### Written problem
Pull out every line of the data below that contains the string "segment", and copy each line unchanged.

-- START --

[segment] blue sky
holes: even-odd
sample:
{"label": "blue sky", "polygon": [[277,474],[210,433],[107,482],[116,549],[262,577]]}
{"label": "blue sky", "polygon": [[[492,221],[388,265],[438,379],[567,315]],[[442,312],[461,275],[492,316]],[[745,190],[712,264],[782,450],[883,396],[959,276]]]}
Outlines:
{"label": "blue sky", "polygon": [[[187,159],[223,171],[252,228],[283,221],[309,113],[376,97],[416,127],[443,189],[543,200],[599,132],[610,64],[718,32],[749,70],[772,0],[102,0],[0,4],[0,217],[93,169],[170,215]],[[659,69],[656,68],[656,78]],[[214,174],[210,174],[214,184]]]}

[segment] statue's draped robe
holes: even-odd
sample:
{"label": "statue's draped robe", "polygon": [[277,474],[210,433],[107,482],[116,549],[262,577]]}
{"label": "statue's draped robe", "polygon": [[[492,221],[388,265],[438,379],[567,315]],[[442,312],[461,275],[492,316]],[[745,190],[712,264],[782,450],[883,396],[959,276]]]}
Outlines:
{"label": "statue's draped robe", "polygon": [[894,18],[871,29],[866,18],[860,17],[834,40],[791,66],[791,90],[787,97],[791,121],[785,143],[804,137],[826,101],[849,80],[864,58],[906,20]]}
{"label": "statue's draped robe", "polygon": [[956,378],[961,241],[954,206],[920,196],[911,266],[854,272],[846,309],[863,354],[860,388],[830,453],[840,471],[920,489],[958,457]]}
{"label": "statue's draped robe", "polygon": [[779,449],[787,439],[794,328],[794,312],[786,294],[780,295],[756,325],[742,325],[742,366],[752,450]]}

-- END --

### Task response
[segment] blue sky
[segment] statue's draped robe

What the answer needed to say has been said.